> [Documento]:
##############################

STEPHEN HAWKING- O BRILHO ETERNO DE UMA ESTRELA MORTA
A gravidade nos chumba à terra. Não fosse essa força de compressão nós estaríamos soltos no espaço como balões de gás. A gravidade é a força que dá estabilidade aos átomos e possibilita a existência do universo material. Se ela não existisse, tudo se fragmentaria. Assim, todas as realidades físicas tem presentes em si duas forças complementares que agem em sentido contrario, uma da outra: a relatividade, a qual promove a expansão e a dispersão e favorece o aparecimento da entropia no interior dos sistemas, e a gravidade, que favorece a aproximação dos elementos e a sua união, ajudando a promover a sinergia. Essa é a característica de todos os sistemas. Um início entrópico, provocado pelos caos dos elementos em dispersão e depois um desenvolvimento sinergético, promovido pela união dos elementos. De início o Chaos; depois a Ordo ab Chaos, a Ordem no Caos, tendência de todos os sistemas, na busca do equilíbrio.
Isso foi o que aprendi lendo Stephen Hawking. No início do universo imperava o caos. Nada estava ordenado em sistemas. Foi a presença da gravitação nos fragmentos liberados pela explosão do Big Bang que forçou a organização universal na forma como ela existe hoje. Os livros de Hawking não são apenas incursões muito bem elaboradas pela física astronômica e pela mecânica quântica, escrita em linguagem acessível para qualquer leitor medianamente educado. Ele é, antes de tudo, um belo trabalho, que nos leva a sonhar e pensar.
Hawking nos mostra o que acontece no espaço cósmico. E nós percebemos, que cá entre nós nada é diferente. Assim como acontece no céu também é na terra. As nossas sociedades também se formam por gravitação. Os indivíduos mais competentes reúnem, em torno de si, as demais pessoas do mesmo naipe. No universo social também há estrelas e satélites. Esse é o princípio sobre o qual se estabelecem as lideranças. Isso também funciona com relação aos grupos e as nações. As nações menores tornam-se satélites das maiores, os grupos mais fracos são dominados pelos mais fortes. Organismos mais fortes subjugam os mais fracos. Essa é a é a lei da natureza. Tanto na terra como no céu.

##############################

> [Problema proposto 1]: Segundo o texto sobre Stephen Hawking, qual força dá estabilidade aos átomos?

##############################

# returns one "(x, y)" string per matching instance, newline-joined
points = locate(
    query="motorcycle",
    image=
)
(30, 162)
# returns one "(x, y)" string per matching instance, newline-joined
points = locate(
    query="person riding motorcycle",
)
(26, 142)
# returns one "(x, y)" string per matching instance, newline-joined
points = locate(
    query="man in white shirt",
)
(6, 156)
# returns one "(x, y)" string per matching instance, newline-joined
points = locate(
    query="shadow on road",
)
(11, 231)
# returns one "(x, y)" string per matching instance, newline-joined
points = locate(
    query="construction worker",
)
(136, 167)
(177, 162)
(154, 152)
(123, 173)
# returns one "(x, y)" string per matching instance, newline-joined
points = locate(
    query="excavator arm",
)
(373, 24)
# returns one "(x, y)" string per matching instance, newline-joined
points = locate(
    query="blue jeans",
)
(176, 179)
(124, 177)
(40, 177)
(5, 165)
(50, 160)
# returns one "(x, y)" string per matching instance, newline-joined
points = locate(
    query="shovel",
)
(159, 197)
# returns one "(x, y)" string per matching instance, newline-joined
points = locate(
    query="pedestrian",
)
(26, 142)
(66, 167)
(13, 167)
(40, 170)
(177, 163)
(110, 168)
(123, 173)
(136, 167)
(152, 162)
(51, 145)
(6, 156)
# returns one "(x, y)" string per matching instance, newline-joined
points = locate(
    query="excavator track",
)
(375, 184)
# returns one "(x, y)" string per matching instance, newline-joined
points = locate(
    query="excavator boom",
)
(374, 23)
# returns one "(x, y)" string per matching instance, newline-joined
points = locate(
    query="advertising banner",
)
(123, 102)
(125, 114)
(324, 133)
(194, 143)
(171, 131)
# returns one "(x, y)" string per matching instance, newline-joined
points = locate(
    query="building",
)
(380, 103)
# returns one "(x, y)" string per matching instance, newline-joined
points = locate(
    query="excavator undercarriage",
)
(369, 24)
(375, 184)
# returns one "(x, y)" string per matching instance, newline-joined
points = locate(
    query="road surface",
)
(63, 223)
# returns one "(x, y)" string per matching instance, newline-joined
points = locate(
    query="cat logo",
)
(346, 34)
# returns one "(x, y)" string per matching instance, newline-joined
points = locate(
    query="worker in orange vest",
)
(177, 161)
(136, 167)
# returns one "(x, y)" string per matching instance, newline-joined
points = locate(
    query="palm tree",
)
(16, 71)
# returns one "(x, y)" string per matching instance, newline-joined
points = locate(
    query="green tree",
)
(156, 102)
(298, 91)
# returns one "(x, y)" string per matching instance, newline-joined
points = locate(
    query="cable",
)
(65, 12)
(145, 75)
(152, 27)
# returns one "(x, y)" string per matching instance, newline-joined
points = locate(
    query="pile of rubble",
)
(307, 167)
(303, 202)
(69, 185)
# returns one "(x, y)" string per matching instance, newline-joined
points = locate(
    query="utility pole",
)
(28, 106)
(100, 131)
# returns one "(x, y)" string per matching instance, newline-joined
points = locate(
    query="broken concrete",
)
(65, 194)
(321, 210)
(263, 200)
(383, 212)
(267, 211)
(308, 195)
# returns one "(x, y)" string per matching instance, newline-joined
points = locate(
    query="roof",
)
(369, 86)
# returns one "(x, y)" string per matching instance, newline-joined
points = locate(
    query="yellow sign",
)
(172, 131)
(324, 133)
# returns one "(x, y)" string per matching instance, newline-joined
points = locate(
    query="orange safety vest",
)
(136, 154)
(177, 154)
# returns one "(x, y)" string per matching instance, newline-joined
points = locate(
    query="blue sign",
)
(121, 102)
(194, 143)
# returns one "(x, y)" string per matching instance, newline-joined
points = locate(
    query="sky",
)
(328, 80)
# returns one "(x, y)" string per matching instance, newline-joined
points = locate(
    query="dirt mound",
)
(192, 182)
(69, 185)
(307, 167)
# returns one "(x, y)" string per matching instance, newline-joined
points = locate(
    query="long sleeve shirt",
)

##############################

> [Problema proposto 2]: Diga quantas linhas da listagem contêm a palavra "road", diferenciando maiúsculas de minúsculas, e dê apenas o número.

> [Resolução comentada 1]: A gravidade.

> [Resolução comentada 2]: 2